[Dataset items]
══════
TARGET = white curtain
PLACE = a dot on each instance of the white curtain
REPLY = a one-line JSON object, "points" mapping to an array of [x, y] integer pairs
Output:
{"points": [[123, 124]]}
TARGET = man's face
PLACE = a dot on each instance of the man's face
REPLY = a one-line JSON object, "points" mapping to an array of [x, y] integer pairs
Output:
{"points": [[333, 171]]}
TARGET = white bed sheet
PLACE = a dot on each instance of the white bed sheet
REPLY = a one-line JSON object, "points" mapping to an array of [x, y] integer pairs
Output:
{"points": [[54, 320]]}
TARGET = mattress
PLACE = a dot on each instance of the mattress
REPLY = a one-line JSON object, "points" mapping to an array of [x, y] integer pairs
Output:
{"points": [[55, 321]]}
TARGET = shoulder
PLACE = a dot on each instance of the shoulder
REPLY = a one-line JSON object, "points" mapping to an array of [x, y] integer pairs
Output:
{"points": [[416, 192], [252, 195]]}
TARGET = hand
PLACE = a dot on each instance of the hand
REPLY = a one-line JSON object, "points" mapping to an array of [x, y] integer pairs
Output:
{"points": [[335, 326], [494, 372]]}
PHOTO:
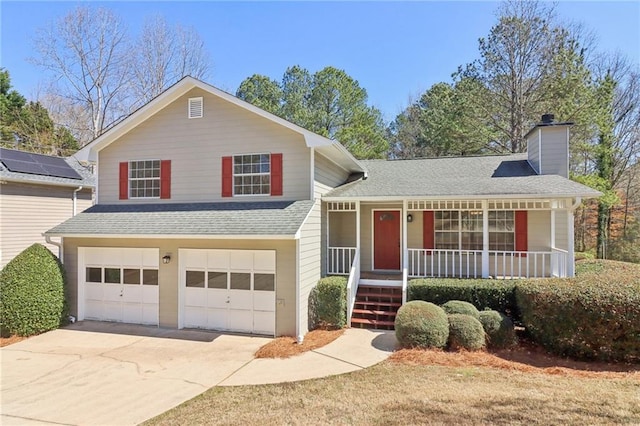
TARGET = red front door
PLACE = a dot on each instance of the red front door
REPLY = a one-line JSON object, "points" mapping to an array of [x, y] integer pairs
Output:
{"points": [[386, 240]]}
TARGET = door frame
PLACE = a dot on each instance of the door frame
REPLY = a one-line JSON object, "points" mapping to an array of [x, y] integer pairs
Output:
{"points": [[373, 244]]}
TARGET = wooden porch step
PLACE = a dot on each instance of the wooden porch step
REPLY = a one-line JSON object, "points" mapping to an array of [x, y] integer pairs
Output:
{"points": [[372, 322], [374, 312]]}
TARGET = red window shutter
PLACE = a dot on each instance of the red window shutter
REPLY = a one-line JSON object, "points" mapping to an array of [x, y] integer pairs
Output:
{"points": [[521, 230], [124, 180], [165, 179], [276, 174], [427, 230], [227, 176]]}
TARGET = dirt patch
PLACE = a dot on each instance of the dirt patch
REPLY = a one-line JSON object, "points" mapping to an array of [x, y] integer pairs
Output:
{"points": [[524, 358], [6, 341], [285, 347]]}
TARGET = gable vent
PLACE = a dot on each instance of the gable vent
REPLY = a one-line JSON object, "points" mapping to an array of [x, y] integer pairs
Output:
{"points": [[195, 108]]}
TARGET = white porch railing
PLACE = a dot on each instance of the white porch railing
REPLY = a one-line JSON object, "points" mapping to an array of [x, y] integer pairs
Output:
{"points": [[340, 260], [502, 264], [559, 263], [519, 264], [445, 263], [352, 285]]}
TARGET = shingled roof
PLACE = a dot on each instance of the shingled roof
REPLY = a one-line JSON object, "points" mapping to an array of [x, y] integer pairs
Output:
{"points": [[488, 176], [282, 219]]}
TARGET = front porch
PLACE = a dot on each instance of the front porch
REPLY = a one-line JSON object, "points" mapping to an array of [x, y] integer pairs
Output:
{"points": [[387, 244]]}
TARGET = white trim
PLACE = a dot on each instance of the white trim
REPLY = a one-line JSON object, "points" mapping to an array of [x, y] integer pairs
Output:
{"points": [[373, 265], [47, 183], [177, 236], [312, 183]]}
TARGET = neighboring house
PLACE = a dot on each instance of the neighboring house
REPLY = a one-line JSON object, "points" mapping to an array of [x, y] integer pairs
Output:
{"points": [[38, 192], [212, 213]]}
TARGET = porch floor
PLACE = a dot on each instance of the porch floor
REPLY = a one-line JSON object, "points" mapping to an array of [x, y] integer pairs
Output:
{"points": [[382, 276]]}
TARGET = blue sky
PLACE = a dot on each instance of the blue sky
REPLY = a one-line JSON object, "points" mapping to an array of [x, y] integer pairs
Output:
{"points": [[396, 50]]}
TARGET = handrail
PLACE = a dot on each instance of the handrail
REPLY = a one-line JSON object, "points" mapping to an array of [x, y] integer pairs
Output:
{"points": [[352, 285]]}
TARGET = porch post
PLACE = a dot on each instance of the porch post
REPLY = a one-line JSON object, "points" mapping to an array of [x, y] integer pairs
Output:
{"points": [[485, 239], [358, 227], [571, 261]]}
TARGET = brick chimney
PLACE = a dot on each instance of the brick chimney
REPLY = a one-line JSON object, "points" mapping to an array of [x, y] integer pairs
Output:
{"points": [[548, 147]]}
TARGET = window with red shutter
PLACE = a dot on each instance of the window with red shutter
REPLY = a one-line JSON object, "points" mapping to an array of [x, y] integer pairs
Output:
{"points": [[165, 179], [227, 176], [124, 180], [276, 174]]}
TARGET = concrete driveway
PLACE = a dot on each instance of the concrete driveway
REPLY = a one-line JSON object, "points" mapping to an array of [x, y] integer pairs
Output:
{"points": [[113, 374]]}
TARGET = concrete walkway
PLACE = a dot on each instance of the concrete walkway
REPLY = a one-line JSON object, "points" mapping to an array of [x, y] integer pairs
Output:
{"points": [[107, 373]]}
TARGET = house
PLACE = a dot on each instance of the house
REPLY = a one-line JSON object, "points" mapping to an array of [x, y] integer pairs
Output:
{"points": [[212, 213], [38, 192]]}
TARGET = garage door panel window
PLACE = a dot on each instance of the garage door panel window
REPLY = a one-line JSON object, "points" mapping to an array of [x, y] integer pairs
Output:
{"points": [[150, 277], [195, 279], [112, 275], [131, 276], [94, 275], [217, 280], [264, 282], [240, 281]]}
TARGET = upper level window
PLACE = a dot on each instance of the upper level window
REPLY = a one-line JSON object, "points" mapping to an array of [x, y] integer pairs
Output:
{"points": [[252, 174], [144, 179], [195, 107]]}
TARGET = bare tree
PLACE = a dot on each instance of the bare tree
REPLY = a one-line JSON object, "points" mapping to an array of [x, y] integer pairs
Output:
{"points": [[86, 51], [163, 55]]}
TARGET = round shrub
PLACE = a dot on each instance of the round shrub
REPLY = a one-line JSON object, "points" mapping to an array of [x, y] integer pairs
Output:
{"points": [[461, 307], [499, 329], [32, 292], [465, 332], [421, 325]]}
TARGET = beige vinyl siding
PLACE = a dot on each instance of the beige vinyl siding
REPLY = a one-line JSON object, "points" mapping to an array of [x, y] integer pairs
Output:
{"points": [[168, 276], [555, 151], [27, 211], [196, 147], [539, 230], [309, 268], [328, 175], [533, 150]]}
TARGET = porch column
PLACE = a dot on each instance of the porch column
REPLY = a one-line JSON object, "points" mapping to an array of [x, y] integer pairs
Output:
{"points": [[358, 228], [571, 261], [485, 239]]}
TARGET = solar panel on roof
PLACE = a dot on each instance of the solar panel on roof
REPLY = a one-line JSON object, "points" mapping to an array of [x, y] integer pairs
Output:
{"points": [[25, 162]]}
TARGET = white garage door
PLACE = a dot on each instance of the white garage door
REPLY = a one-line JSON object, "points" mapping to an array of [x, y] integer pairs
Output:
{"points": [[119, 284], [230, 290]]}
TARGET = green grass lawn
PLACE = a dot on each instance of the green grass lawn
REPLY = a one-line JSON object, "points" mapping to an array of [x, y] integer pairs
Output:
{"points": [[398, 393]]}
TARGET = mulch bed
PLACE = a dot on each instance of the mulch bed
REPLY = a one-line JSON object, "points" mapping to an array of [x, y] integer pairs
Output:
{"points": [[526, 357], [285, 347]]}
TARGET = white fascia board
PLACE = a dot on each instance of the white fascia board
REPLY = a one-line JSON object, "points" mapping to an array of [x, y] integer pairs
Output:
{"points": [[47, 183], [175, 236], [456, 197]]}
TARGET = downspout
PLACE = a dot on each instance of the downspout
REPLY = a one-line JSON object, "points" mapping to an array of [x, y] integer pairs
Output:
{"points": [[75, 200], [48, 239]]}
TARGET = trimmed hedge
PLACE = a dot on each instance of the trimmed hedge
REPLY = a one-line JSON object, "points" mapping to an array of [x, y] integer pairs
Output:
{"points": [[32, 292], [328, 303], [482, 293], [421, 325], [499, 328], [460, 307], [595, 315], [465, 332]]}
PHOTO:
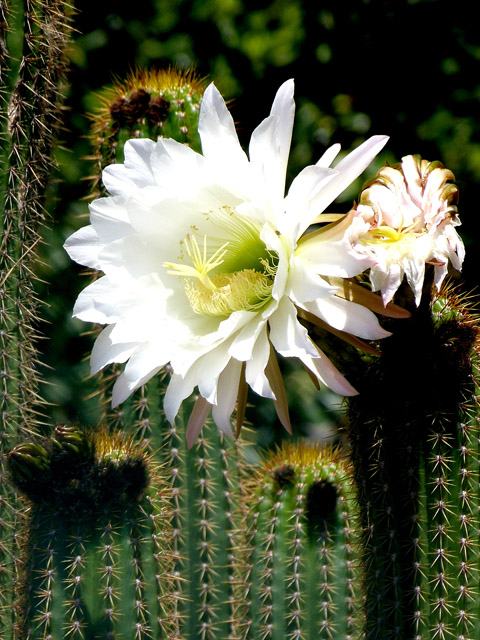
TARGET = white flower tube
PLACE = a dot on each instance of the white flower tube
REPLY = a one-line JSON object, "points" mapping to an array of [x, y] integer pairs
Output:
{"points": [[411, 213], [205, 265]]}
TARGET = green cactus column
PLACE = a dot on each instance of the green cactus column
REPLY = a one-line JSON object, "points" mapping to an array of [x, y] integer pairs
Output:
{"points": [[203, 478], [414, 432], [96, 538], [304, 574], [33, 37]]}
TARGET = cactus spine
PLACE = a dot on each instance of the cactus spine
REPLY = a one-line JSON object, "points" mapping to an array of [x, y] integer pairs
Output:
{"points": [[414, 434], [96, 544], [33, 36], [203, 479], [304, 578]]}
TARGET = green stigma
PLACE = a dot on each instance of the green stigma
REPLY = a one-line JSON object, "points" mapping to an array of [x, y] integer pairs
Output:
{"points": [[238, 276]]}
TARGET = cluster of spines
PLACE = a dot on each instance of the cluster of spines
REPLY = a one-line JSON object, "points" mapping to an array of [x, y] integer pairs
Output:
{"points": [[414, 437], [148, 104], [92, 568], [303, 572], [33, 38]]}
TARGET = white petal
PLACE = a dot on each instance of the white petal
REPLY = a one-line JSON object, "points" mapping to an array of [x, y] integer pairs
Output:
{"points": [[136, 172], [347, 316], [244, 342], [330, 251], [106, 351], [178, 389], [328, 374], [98, 303], [227, 396], [217, 130], [348, 170], [198, 417], [291, 339], [255, 368], [287, 335], [329, 156], [304, 284], [142, 365], [83, 246], [270, 142], [300, 204]]}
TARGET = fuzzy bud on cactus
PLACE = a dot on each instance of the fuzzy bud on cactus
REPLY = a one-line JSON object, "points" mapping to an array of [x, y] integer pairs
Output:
{"points": [[304, 580]]}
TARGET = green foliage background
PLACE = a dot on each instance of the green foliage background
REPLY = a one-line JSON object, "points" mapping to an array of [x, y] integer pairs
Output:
{"points": [[409, 69]]}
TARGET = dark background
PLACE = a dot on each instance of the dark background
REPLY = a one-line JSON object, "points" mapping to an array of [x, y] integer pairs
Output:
{"points": [[406, 69]]}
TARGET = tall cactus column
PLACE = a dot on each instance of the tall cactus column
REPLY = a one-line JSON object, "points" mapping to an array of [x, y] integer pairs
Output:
{"points": [[96, 540], [414, 432], [304, 579], [33, 36]]}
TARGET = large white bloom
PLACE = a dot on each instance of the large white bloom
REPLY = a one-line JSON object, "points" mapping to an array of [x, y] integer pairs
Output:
{"points": [[206, 264], [411, 212]]}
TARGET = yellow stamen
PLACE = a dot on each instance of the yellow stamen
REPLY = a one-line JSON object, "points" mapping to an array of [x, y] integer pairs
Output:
{"points": [[201, 265], [245, 290]]}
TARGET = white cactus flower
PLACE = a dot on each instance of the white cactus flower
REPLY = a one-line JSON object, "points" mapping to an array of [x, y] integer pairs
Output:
{"points": [[206, 263], [412, 214]]}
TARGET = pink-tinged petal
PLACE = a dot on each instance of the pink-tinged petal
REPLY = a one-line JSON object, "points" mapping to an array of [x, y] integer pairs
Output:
{"points": [[83, 246], [135, 173], [105, 351], [198, 417], [217, 130], [347, 316], [255, 367], [270, 142], [227, 396], [142, 365]]}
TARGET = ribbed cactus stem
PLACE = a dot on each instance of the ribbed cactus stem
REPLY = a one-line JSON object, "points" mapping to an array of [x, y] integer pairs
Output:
{"points": [[33, 37], [206, 523], [414, 433], [304, 579], [96, 543]]}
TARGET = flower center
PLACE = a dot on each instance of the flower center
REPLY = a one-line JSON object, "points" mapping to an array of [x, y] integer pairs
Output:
{"points": [[386, 235], [237, 276]]}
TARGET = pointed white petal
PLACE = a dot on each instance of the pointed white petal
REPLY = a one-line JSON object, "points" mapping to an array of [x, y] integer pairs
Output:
{"points": [[178, 389], [287, 335], [83, 246], [304, 284], [227, 396], [136, 172], [198, 417], [217, 130], [329, 156], [105, 351], [347, 316], [328, 374], [255, 367], [270, 142], [142, 365], [348, 170]]}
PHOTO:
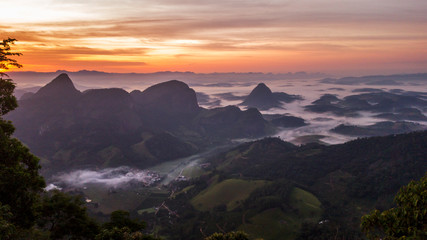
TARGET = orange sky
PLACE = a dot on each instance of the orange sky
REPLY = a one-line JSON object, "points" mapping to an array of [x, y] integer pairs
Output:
{"points": [[336, 36]]}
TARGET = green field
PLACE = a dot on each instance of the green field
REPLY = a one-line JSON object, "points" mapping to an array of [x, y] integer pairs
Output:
{"points": [[229, 192], [307, 204], [284, 225]]}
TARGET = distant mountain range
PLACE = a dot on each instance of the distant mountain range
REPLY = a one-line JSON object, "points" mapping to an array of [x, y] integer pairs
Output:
══════
INSTRUCTIONS TO FOLLOW >> Search the entries above for the string "driveway", and report each line where it occurs.

YOUR RESPONSE >>
TARGET = concrete driveway
PLACE = a dot on each instance of the concrete driveway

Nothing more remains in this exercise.